Passage fourni:
★ ★ ★ ★

Célébration du génie colérique - Chapitre 12

La jalousie sociale est un vilain défaut.
Jacques Jullian, Le Nouvel Observteur,
31 janvier - 6 février 2002.

J'ai toujours pensé qu'il existait deux catégories de philosophes - ou de penseurs, de sociologues, d'écrivains, etc. : les uns mobilisent toute leur énergie pour dissimuler l'origine autobiographique de leur travail, ils gomment la généalogie secrète de leur oeuvre pliée dans l'intimité d'une enfance ou d'expériences originaires ; les autres l'avouent sans ambages, sans complexes, et tâchent de se faire les analystes de cette étrange alchimie qui permet de répondre à la question : comment devient-on ce que l'on est ? Proust contre Sainte-Beuve, encore et toujours...
Les pages sur l'impossibilité de la biographie - dans Raisons pratiques par exemple, mais aussi dans Homo academicus - abondent chez Bourdieu : critique de la linéarité d'une vie, de la fausse causalité explicative, de l'élucidation de l'advenu par l'à-venir plié dans une enfance, impossibilité méthodologique de saisir la totalité d'un sujet fragmenté, limites d'une transdisciplinarité ingérable, aucune discipline ne permettant à elle seule la réduction du divers inconnu à l'un connu, etc. Pierre Bourdieu tourne sans cesse autour du projet de psychanalyse existentielle sartrien. Si Flaubert lui sert de modèle pour envisager la question de la constitution d'un tempérament artiste, notamment dans Les Règles de l'art, c'est en partie pour débattre avec l'auteur de L'Idiot de la famille dont les quatre mille pages inachevées ne parviennent pas vraiment à rendre compte du mystère de l'écrivain normand et de son devenir artiste.

★ ★ ★ ★

Entrées enregistrées d'une collection:
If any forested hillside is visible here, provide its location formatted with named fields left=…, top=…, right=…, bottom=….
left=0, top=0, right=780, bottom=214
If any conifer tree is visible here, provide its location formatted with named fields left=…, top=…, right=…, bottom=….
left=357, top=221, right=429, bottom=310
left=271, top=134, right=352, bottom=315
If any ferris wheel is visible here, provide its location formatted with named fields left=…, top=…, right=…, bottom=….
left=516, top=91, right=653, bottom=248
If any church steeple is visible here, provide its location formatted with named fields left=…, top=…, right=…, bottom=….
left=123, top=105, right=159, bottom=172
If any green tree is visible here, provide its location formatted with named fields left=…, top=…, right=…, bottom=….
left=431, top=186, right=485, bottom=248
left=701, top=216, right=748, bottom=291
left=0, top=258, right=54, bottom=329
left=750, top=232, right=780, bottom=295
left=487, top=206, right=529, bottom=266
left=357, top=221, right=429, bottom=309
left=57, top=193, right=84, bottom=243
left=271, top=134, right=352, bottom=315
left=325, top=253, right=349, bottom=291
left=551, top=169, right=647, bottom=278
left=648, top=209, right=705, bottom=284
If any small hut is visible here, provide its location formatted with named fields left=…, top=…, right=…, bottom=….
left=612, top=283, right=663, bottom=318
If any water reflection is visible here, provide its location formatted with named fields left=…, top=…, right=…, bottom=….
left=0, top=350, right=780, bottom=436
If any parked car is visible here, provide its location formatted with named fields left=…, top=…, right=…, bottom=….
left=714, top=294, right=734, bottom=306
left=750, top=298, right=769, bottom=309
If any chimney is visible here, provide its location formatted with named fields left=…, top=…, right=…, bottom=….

★ ★ ★ ★

Votre consigne: Reprenez, s'il vous plaît, le passage de l'extrait sur Bourdieu qui commence par « Célébration du génie » et se poursuit jusqu'à « encore et toujours... », en substituant « jeunesse » à « enfance ».

Résultat obtenu:
Célébration du génie colérique - Chapitre 12

La jalousie sociale est un vilain défaut.
Jacques Jullian, Le Nouvel Observteur,
31 janvier - 6 février 2002.

J'ai toujours pensé qu'il existait deux catégories de philosophes - ou de penseurs, de sociologues, d'écrivains, etc. : les uns mobilisent toute leur énergie pour dissimuler l'origine autobiographique de leur travail, ils gomment la généalogie secrète de leur oeuvre pliée dans l'intimité d'une jeunesse ou d'expériences originaires ; les autres l'avouent sans ambages, sans complexes, et tâchent de se faire les analystes de cette étrange alchimie qui permet de répondre à la question : comment devient-on ce que l'on est ? Proust contre Sainte-Beuve, encore et toujours...